# Extrait choisi:
- - -

Récemment, l'association Opferhilfe beider Basel a averti sur son site que l'on recensait de plus en plus de cas dans lesquels les gouttes KO étaient «utilisées de manière ciblée pour rendre une personne impuissante et la violer dans cet état». Le service d'aide aux victimes de Zurich soupçonne lui aussi une augmentation des cas, comme l'explique le président de la fondation Christoph Erdös à Blick.
Chaque année, le canton de Zurich compte plusieurs dizaines de cas, poursuit l'aide aux victimes. A Saint-Gall, on parle d'une poignée à une douzaine de cas, selon la police cantonale, pareil pour Berne et en Argovie. Et le reste de la Suisse n'est pas épargné.
Détectables pendant quelques heures seulement
Les victimes sont souvent traumatisées après les incidents, explique Erdös de l'association Opferhilfe Zürich. «Elles sentent et savent que quelque chose s'est passé contre leur volonté sur leur corps et son intégrité, mais ne savent souvent jamais quoi exactement.» A cela s'ajoute le fait que l'utilisation de la substance ne peut généralement pas être prouvée de manière juridiquement suffisante, et les procédures pénales sont donc souvent classées sans suite, bien que les auteurs soient connus.
Le professeur Wolfgang Weinmann, toxicologue médico-légal à l'Institut de médecine légale de l'Université de Berne, met le doigt sur une lacune médicale: «Le problème est qu'il n'existe pas de test rapide pour les gouttes KO, comme par exemple un test Covid ou un test de grossesse», explique-t-il. Il faut donc toujours faire appel à un laboratoire de toxicologie.
Les gouttes KO sont en fait de «l'ecstasy liquide», souvent à base d'acide gamma-hydroxybutyrique, ou GHB. «Celui-ci n'est décelable dans le sang que pendant environ six heures après l'absorption et dans l'urine pendant dix à douze heures», explique Wolfgang Weinmann. Mais de nombreuses victimes ne se rendraient à la police ou à l'hôpital qu'après plus de 24 heures, lorsque la substance n'est presque plus détectable.

- - -

[Enregistrements stockés d'une collection]
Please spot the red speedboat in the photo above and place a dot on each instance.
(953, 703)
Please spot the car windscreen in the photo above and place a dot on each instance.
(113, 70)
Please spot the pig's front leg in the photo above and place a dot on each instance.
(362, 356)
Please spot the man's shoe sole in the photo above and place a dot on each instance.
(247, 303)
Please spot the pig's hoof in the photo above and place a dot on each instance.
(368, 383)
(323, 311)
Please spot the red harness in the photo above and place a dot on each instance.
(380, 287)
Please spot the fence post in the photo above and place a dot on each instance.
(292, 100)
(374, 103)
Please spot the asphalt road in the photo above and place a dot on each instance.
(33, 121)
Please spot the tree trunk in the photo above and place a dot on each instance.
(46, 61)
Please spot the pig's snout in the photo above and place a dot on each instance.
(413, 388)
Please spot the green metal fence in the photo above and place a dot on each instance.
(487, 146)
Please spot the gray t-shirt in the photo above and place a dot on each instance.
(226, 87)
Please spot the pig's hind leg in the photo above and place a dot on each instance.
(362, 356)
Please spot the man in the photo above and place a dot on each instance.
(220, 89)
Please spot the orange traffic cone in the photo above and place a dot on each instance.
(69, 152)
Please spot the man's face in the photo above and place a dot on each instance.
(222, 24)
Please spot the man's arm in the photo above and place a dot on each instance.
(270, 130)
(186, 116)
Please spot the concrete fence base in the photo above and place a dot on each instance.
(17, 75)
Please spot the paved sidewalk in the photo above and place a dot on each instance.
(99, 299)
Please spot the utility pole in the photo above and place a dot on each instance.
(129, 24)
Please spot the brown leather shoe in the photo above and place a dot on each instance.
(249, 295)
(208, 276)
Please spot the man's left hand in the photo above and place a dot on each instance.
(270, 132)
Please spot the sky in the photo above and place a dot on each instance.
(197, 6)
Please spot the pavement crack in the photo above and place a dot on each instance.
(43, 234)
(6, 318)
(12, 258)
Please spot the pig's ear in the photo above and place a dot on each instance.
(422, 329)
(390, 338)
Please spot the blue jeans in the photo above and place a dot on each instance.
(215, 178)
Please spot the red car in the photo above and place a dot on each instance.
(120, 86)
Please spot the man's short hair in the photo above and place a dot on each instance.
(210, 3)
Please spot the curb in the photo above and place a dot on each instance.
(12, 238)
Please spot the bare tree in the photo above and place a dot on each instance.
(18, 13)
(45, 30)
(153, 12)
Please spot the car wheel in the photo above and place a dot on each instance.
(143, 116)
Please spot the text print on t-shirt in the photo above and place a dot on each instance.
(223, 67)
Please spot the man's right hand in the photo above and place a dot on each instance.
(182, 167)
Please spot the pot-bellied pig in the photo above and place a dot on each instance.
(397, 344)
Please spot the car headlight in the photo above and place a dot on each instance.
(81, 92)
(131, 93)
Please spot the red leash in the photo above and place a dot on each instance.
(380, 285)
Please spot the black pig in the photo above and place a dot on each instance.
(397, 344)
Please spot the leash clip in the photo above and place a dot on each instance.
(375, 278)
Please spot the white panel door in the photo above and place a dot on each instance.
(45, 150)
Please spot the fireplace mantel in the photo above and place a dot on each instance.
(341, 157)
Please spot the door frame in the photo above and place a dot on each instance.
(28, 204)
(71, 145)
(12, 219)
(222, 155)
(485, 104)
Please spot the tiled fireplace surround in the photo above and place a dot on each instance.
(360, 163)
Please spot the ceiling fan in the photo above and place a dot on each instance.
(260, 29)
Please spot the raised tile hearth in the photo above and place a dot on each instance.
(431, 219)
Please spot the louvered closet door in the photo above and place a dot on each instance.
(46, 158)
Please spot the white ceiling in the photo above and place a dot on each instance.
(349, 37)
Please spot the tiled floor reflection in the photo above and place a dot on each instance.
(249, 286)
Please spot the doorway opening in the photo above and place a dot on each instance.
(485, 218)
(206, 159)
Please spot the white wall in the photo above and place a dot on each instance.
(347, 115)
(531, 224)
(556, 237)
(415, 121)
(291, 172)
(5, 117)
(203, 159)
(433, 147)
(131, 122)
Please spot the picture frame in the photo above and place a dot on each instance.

- - -

# À vous:
Poursuivez l'extrait sur les gouttes KO à partir de sa dernière phrase. Les enregistrements n'ont ici aucun rôle.

# Réponse rédigée:
Wolfgang Weinmann conseille malgré tout d'effectuer des analyses d'urine et de sang même après une longue période. «Il n'est pas exclu que l'on trouve encore des résidus ou des produits de dégradation plus tard.» L'ecstasy liquide n'est en outre pas la seule substance pouvant être utilisée comme goutte KO, de nombreuses autres substances sédatives sont détectables bien plus longtemps.
Bâle-Ville reconnaît le problème
C'est désormais aux cantons de réagir. Une réponse a déjà été donnée par Bâle-Ville. «La soumission chimique est un phénomène à prendre au sérieux», reconnaît certes le canton. Les mesures prises jusqu'à présent constitueraient toutefois une base solide. Ainsi, le canton mise entre autres sur des conseils aux victimes, des infirmières médico-légales pour la conservation des traces ainsi que des campagnes de prévention. Lors du Concours Eurovision de la chanson 2025, un dispositif complet de protection contre la violence sera testé pour la première fois avec des équipes de sensibilisation, des Safer Spaces et une hotline.
Néanmoins, le canton de Bâle-Ville précise qu'il examine en permanence quelles mesures supplémentaires seraient nécessaires, notamment en ce qui concerne le renforcement des preuves, la formation des professionnels et les stratégies de prévention. Les réponses des autres cantons sont encore attendues.